== Assignment ==
Copy out the listing below so that each line matches exactly.

== Data provided ==
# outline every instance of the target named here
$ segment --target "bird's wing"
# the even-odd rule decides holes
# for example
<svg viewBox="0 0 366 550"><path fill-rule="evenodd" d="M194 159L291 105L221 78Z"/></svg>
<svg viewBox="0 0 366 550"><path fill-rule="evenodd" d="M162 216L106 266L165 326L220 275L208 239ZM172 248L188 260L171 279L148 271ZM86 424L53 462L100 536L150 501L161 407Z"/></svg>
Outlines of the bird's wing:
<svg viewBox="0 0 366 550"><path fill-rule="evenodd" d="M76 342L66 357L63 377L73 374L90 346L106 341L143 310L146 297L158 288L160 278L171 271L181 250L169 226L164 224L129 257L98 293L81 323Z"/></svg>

== Task output ==
# outline every instance of the target named here
$ segment --target "bird's wing"
# the even-odd rule decides holes
# for example
<svg viewBox="0 0 366 550"><path fill-rule="evenodd" d="M194 159L291 105L221 78Z"/></svg>
<svg viewBox="0 0 366 550"><path fill-rule="evenodd" d="M162 216L106 266L165 326L220 275L208 239ZM172 248L188 260L171 279L148 271ZM86 424L53 462L100 536L150 501L161 407Z"/></svg>
Outlines of the bird's wing:
<svg viewBox="0 0 366 550"><path fill-rule="evenodd" d="M76 342L66 357L63 377L73 374L90 346L106 341L143 310L146 297L158 288L160 278L171 271L181 250L169 226L164 224L129 257L98 293L81 323Z"/></svg>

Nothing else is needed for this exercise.